--- BEGIN Exercise material ---
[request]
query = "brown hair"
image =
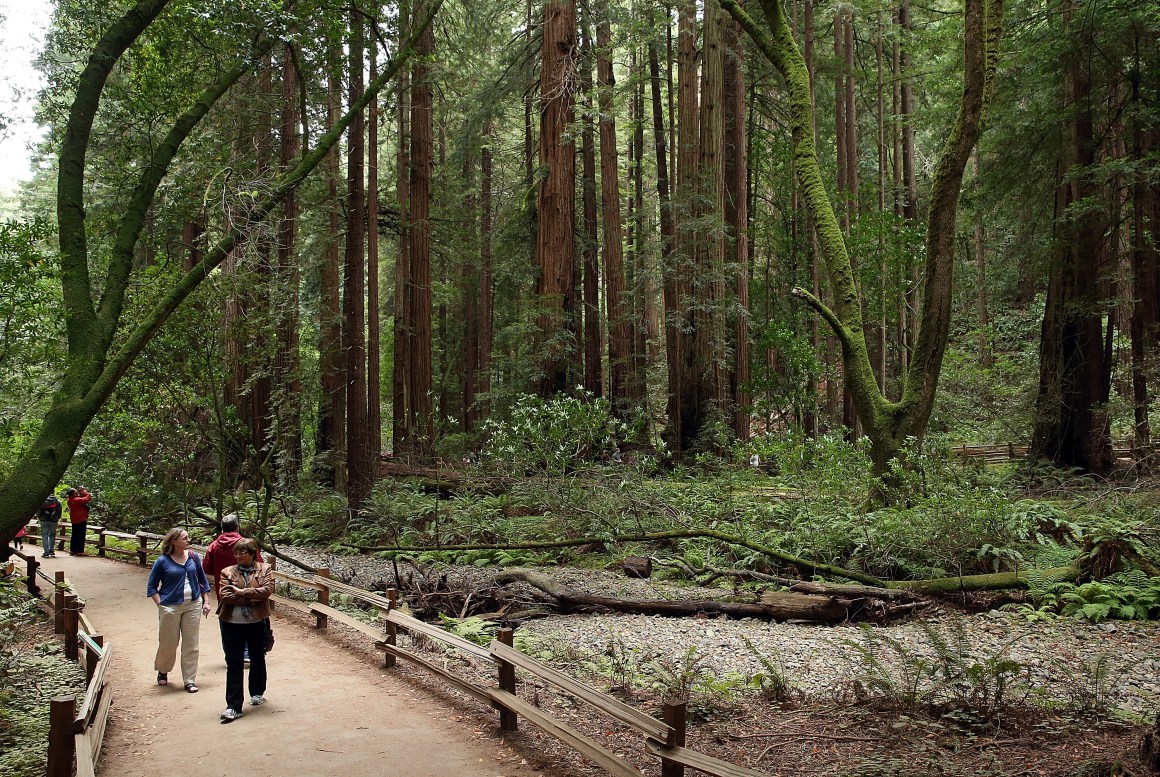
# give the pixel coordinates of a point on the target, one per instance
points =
(247, 545)
(167, 541)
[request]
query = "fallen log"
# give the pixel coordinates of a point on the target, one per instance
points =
(774, 605)
(803, 566)
(994, 581)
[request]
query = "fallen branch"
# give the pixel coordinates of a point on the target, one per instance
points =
(803, 565)
(995, 581)
(776, 605)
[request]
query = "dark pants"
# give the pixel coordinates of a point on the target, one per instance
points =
(236, 638)
(77, 542)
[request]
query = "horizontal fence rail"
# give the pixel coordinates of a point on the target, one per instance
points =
(664, 739)
(77, 730)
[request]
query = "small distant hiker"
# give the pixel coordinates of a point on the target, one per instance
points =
(49, 516)
(78, 515)
(21, 535)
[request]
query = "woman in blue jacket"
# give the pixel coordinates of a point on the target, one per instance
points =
(179, 587)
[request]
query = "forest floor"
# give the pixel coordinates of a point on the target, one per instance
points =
(325, 713)
(1075, 699)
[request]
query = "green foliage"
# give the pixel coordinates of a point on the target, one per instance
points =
(475, 629)
(551, 436)
(1122, 596)
(775, 683)
(1092, 683)
(31, 674)
(944, 672)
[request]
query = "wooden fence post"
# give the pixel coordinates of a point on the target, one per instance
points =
(33, 566)
(71, 648)
(324, 597)
(58, 602)
(392, 631)
(507, 682)
(60, 738)
(674, 717)
(92, 655)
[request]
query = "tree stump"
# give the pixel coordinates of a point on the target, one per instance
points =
(637, 566)
(1150, 748)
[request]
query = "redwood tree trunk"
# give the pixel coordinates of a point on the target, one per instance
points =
(354, 287)
(556, 202)
(737, 219)
(593, 364)
(1072, 426)
(620, 309)
(332, 409)
(420, 434)
(287, 364)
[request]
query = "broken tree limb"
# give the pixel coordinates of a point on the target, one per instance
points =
(803, 566)
(995, 581)
(776, 605)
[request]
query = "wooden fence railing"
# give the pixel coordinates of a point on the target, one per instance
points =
(664, 739)
(77, 731)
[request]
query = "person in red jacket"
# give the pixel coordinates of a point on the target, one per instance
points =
(78, 515)
(219, 553)
(219, 556)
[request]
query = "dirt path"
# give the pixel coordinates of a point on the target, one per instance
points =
(327, 712)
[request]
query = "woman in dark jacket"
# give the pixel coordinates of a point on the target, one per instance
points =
(244, 604)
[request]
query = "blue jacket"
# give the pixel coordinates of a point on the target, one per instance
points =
(166, 578)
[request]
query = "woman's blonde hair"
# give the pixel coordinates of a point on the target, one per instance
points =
(247, 545)
(167, 541)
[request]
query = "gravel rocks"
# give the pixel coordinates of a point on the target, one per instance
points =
(1109, 665)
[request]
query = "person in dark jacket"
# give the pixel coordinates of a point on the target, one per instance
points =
(49, 516)
(78, 515)
(243, 609)
(219, 554)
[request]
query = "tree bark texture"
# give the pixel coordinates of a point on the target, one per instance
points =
(593, 363)
(360, 478)
(101, 346)
(332, 409)
(737, 223)
(556, 201)
(886, 423)
(287, 369)
(419, 436)
(620, 307)
(1072, 427)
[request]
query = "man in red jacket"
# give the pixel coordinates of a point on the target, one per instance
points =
(219, 554)
(78, 515)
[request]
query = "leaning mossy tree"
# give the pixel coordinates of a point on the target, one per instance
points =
(100, 270)
(887, 423)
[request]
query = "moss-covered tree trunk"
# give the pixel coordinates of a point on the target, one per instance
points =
(887, 423)
(101, 346)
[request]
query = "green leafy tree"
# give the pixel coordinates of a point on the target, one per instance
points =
(886, 423)
(99, 269)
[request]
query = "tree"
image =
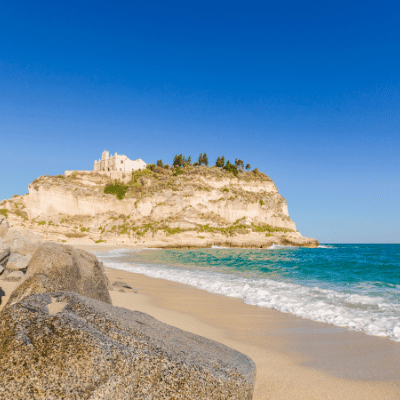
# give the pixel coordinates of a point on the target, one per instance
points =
(239, 164)
(231, 168)
(178, 161)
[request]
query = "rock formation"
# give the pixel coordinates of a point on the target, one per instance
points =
(16, 250)
(187, 207)
(56, 267)
(58, 344)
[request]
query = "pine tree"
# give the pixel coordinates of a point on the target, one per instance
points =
(178, 161)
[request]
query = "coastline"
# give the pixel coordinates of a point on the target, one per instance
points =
(295, 358)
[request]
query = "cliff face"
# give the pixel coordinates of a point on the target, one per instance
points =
(165, 207)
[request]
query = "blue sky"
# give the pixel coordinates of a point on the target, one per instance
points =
(308, 92)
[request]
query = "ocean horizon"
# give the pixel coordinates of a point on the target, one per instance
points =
(356, 286)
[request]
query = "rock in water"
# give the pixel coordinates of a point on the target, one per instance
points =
(56, 267)
(68, 346)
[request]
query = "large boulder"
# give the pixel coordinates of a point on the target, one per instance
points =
(67, 346)
(4, 254)
(4, 226)
(13, 276)
(56, 267)
(20, 244)
(17, 261)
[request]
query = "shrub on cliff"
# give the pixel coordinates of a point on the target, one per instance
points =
(220, 163)
(117, 188)
(231, 168)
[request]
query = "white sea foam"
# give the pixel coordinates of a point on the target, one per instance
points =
(374, 315)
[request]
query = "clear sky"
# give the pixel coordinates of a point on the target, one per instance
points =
(307, 91)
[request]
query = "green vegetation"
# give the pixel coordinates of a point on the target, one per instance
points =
(75, 235)
(220, 163)
(269, 228)
(203, 159)
(117, 188)
(173, 231)
(178, 171)
(231, 168)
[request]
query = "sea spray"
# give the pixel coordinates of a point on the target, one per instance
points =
(355, 286)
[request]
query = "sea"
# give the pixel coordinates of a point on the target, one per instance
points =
(356, 286)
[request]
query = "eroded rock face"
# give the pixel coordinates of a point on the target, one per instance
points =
(56, 267)
(20, 244)
(4, 226)
(14, 276)
(4, 254)
(17, 262)
(64, 345)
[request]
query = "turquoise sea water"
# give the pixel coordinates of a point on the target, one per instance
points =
(357, 286)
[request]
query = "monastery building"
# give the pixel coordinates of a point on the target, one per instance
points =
(117, 163)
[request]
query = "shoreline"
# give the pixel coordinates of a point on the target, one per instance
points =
(295, 358)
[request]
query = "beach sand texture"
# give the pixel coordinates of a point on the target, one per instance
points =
(295, 358)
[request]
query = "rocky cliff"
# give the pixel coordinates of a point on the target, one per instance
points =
(181, 207)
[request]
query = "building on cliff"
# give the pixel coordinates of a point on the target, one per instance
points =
(118, 163)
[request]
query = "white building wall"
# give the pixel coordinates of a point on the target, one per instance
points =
(118, 163)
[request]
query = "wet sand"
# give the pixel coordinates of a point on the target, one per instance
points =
(295, 358)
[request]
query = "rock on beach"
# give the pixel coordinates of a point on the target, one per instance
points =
(65, 345)
(55, 267)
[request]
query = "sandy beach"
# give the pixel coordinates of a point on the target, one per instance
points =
(295, 358)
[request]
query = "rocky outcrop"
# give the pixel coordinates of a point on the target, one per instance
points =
(16, 250)
(67, 346)
(158, 208)
(4, 226)
(22, 241)
(4, 254)
(55, 267)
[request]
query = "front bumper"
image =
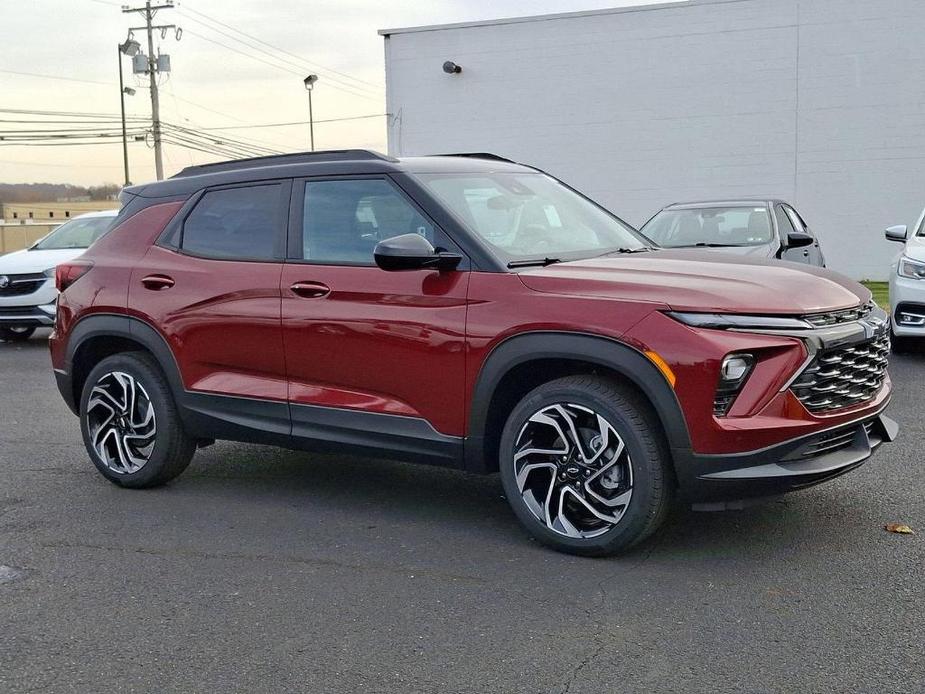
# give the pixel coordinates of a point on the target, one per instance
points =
(794, 464)
(907, 301)
(32, 316)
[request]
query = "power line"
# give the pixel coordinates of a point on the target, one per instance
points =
(298, 122)
(302, 65)
(56, 77)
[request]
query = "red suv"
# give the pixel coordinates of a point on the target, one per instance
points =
(464, 311)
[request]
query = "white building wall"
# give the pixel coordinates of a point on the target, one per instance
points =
(821, 102)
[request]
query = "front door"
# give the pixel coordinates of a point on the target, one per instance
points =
(372, 356)
(213, 291)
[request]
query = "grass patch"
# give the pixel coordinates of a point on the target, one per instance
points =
(880, 290)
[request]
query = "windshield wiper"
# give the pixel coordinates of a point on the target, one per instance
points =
(536, 262)
(621, 251)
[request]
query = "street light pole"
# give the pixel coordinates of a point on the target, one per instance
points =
(309, 82)
(122, 102)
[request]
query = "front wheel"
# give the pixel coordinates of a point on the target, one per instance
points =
(17, 333)
(583, 467)
(130, 424)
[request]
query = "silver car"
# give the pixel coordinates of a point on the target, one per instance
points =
(768, 228)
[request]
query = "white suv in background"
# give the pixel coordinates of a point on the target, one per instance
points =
(907, 285)
(27, 277)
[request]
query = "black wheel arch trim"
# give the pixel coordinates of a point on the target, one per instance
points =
(569, 346)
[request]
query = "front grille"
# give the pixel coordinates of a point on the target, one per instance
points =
(23, 284)
(844, 376)
(823, 320)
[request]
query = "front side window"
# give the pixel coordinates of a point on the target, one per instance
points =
(710, 226)
(343, 220)
(234, 223)
(77, 233)
(530, 215)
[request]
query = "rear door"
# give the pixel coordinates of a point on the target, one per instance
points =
(380, 351)
(212, 288)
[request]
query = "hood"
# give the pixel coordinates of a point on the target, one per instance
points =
(702, 281)
(915, 248)
(26, 261)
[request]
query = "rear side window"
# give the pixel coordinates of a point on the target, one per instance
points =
(235, 223)
(783, 221)
(342, 221)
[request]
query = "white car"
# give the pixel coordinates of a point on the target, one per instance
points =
(907, 285)
(27, 277)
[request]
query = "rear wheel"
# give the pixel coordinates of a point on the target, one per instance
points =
(583, 468)
(16, 333)
(130, 424)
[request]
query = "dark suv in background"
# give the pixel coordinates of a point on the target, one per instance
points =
(463, 311)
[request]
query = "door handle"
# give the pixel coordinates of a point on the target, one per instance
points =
(157, 282)
(310, 290)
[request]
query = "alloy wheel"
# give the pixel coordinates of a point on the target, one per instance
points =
(121, 422)
(573, 471)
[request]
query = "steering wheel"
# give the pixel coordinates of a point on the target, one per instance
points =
(533, 238)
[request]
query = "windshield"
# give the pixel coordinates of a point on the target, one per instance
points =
(78, 233)
(530, 215)
(710, 226)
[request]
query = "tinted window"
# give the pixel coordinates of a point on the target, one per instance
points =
(797, 220)
(342, 221)
(78, 233)
(234, 223)
(526, 215)
(719, 226)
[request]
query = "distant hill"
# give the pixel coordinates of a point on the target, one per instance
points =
(49, 192)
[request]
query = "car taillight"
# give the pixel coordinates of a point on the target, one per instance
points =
(68, 273)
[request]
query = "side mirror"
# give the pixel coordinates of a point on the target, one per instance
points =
(896, 233)
(413, 252)
(797, 239)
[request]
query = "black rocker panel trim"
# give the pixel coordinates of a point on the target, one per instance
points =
(373, 434)
(232, 418)
(593, 349)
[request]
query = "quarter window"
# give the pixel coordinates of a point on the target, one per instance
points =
(342, 221)
(239, 223)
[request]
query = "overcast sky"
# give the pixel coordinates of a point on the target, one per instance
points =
(219, 78)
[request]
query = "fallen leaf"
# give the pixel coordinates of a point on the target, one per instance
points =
(900, 528)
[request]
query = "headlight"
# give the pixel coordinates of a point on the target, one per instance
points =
(911, 269)
(733, 373)
(726, 321)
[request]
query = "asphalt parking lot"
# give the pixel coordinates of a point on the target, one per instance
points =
(269, 570)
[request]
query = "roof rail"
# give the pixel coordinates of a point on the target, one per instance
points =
(477, 155)
(276, 159)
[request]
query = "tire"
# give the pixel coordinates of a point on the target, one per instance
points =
(145, 444)
(904, 344)
(16, 333)
(630, 486)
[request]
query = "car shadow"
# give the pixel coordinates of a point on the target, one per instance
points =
(474, 505)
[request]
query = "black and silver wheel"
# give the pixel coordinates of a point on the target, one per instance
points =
(16, 333)
(130, 424)
(582, 467)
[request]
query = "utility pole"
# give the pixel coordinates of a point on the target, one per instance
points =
(154, 66)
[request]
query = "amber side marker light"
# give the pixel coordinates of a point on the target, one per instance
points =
(662, 366)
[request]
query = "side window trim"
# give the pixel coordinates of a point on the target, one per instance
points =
(172, 236)
(294, 245)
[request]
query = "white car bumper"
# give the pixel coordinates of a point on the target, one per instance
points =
(28, 300)
(907, 306)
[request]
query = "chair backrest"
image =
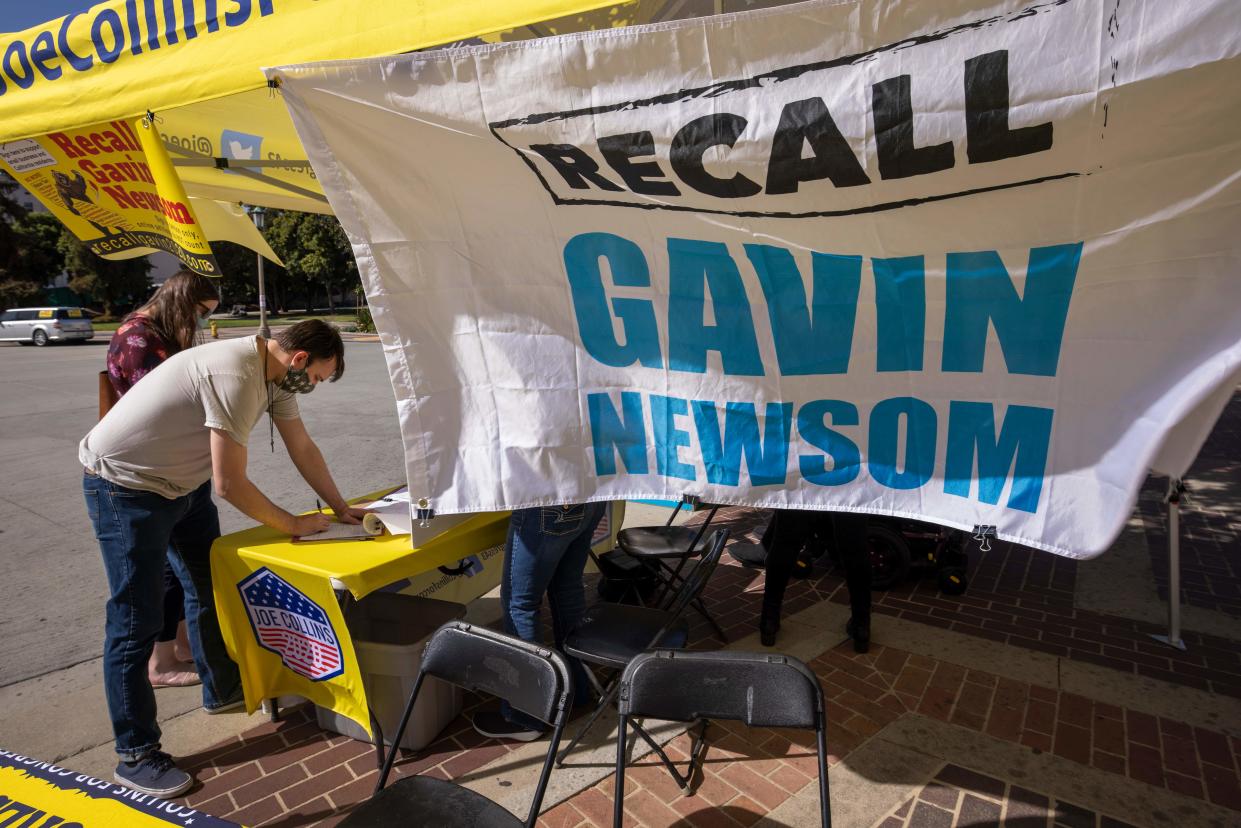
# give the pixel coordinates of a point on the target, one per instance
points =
(696, 580)
(758, 689)
(531, 678)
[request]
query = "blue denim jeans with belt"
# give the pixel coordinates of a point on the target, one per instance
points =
(137, 533)
(546, 554)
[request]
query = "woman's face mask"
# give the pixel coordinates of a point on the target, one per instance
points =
(297, 380)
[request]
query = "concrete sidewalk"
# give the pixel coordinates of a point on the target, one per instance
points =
(1036, 698)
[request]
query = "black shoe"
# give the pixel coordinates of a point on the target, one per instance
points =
(860, 634)
(767, 630)
(494, 725)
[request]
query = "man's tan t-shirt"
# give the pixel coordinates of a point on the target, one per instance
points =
(156, 437)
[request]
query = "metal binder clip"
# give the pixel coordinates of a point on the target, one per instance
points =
(983, 534)
(423, 513)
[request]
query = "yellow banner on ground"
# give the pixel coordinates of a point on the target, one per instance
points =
(120, 58)
(113, 186)
(40, 793)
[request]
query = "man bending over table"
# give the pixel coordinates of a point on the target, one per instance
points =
(149, 464)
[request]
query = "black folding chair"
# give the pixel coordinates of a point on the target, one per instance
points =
(611, 634)
(533, 679)
(655, 546)
(757, 689)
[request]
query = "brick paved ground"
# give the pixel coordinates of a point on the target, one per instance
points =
(291, 774)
--- END Exercise material ---
:: Your objective ::
Pull out each line in the items above that contains the string "rocky". Matches are case-sensitive.

:: Exercise answer ::
query = "rocky cliff"
query = "rocky outcrop"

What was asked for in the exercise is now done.